→ **EXTRACT TO READ**:
****************

(Bloomberg) -- Apollo Global Management Inc. Chief Executive Officer Marc Rowan’s potential next act as US Treasury secretary would thrust the firm he co-founded into an entirely new era of leadership. It may also help unlock trillions of dollars for its hottest business line.
In the roughly three years since co-founders Leon Black and Josh Harris left the company, Rowan has helped transform Apollo from a feared distressed-debt investor into a buzzy, money-spinning lending machine that rivals Wall Street’s banks. He also ushered in an era of stability and prosperity after a tumultuous power struggle. During his tenure, assets have soared to $733 billion, and its stock has more than tripled.
“We actually outgrew Apple, we outgrew Microsoft, we outgrew almost every growth company you could think of,” Rowan said of the firm’s trajectory since the financial crisis at an investor day last month.
If selected, Rowan’s exit would trigger a leadership change that would put a non-founder in charge for the first time in its 34-year history. But Rowan would move into a position with the sway to open up private markets to a broader range of investors. That could supercharge growth of both Apollo and the booming $1.6 trillion private credit market, which has attracted investors seeking higher returns but also faced questions over transparency and complexity.
Rowan, who interviewed with President-elect Donald Trump on Wednesday, is one of several candidates auditioning for the role. Others include former Soros Fund Management investor and hedge fund founder Scott Bessent and former Federal Reserve Governor Kevin Warsh, both of whom also met with Trump.
None of the conversations spurred the president-elect to announce a decision by Wednesday night.
Apollo shares fell as much as 4.4% on Wednesday but were roughly flat at 10:55 a.m. in New York on Thursday.
Senator Bill Hagerty, a Tennessee Republican who served as ambassador to Japan during Trump’s first term, spent time in Palm Beach earlier this week and traveled to Texas on Trump’s plane to watch Elon Musk’s SpaceX launch its Starship rocket. Already seen as a dark-horse candidate, Hagerty didn’t inspire Trump to call off his search.
The Trump transition team declined to give a timeline for naming a nominee.

****************

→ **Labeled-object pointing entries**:
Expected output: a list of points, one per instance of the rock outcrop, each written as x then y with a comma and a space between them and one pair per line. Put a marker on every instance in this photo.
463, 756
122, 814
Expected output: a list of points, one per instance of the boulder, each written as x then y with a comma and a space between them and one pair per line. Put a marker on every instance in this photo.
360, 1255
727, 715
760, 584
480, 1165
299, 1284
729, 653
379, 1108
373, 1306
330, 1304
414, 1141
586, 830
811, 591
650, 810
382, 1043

****************

→ **EXERCISE OBJECTIVE**: Resume the article about Apollo chief Marc Rowan and the Treasury secretary search, picking up after its final sentence. The records have no connection to the article about Marc Rowan and Apollo.

→ **THE RESPONSE**:
“President-elect Trump is making decisions on who will serve in his second administration,” transition spokeswoman Karoline Leavitt said Thursday. “Those decisions will continue to be announced by him when they are made.”
The Professor
Rowan — a 62-year-old who’s been dubbed The Professor for his didactic approach that contrasts with the typical private equity bravado — has said he views the push of private assets into retirement accounts not just as a business opportunity but a crucial fix to a looming issue for the US.
“We as a society have done a terrible job planning for retirement,” Rowan said at the event last month. He pointed to how 401(k)s are reliant on S&P 500 index funds and particularly the gains from a few tech giants. “I jokingly say sometimes we levered the entire retirement of America to Nvidia’s performance. It just doesn’t seem smart.”
Rowan reshaped the firm with an early bet, founding an insurance company that provides stable capital for Apollo to invest. The move has been copied across the industry in recent years. At the investor day, he presented a slide depicting Apollo as a spaceship that had reached the moon, surrounded by planets representing growth opportunities, including a $45 trillion market of retirement assets.
He also carefully cultivated a select group of leaders who can someday take over. They include Co-Presidents Scott Kleinman and Jim Zelter, the president of Apollo’s Athene insurance arm and a bench of younger managers the company recently elevated. Any transition would be subject to board approval, and it’s not yet clear how soon a leadership transition would occur.
Inside Apollo, as employees waited for word from Florida, they seemed optimistic at the prospect of their CEO being chosen, according to people with knowledge of the matter. Shareholders were less assured, with the stock sliding 3.2% on Wednesday, the most since early September.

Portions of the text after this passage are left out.